_Directions for this task_
Answer these questions about the text on classification and localization:
1. What does localization refer to?
2. Into how many fully connected layers is the summarizing vector fed?
3. Which loss is used for the class scores?

_Document section_

-- Start --

### Introduction

In classification problem we have an input image and our task is to label that image only. But sometimes we might want to know the label of the image as well as the location. This prroblem is known as classification and locaalizatioon. For example in our example the cat is on a field. Our task is to label the image as cat and the location as field. We already know the classifcation process. Here, localization refers to the bounding box of the object (in our example bounding box around the cat).

The differences between object detection and "classification and localization" is that in the former problem we may have multiple object but in latter case there is only one object.

### Procedure

We take our input image and pass it through a giant convolutional neural network(in our example: Alex Net) which will summarize the input image into a vector. Now unlike classification problem, we will feed this vector into two separate fully connceted layers instead of one. One will give class scores and the other will give four numbers height, width and the coordinates of the bounding box x and y. 

Now we will have two losses for this two different outputs. Moreover, we do this task in a fully supervised way. We assume that each of out training images are annoted with both a category label and also a ground truth bounding box for that category in the image. So, now we have two loss functions as well. One is famous softmax loss and the other is simply L2 loss. We might take other loss functions for the second case like L1, smooth L1 etc..

-- End --

_Information supplied_
-- Start --

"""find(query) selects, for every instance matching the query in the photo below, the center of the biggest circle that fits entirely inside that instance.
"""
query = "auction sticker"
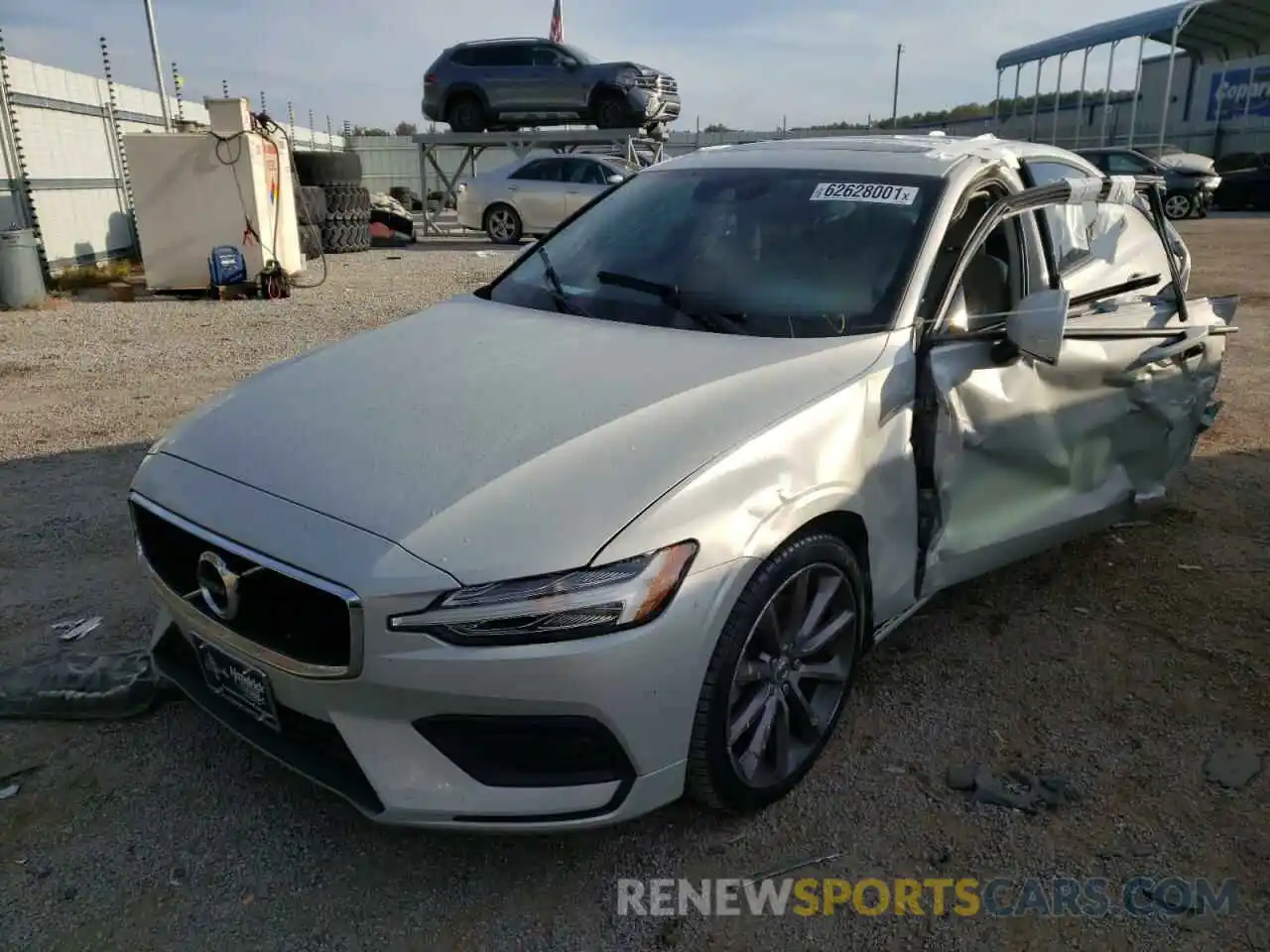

-- End --

_Written solution_
1. The bounding box of the object.
2. Two separate fully connected layers.
3. Softmax loss.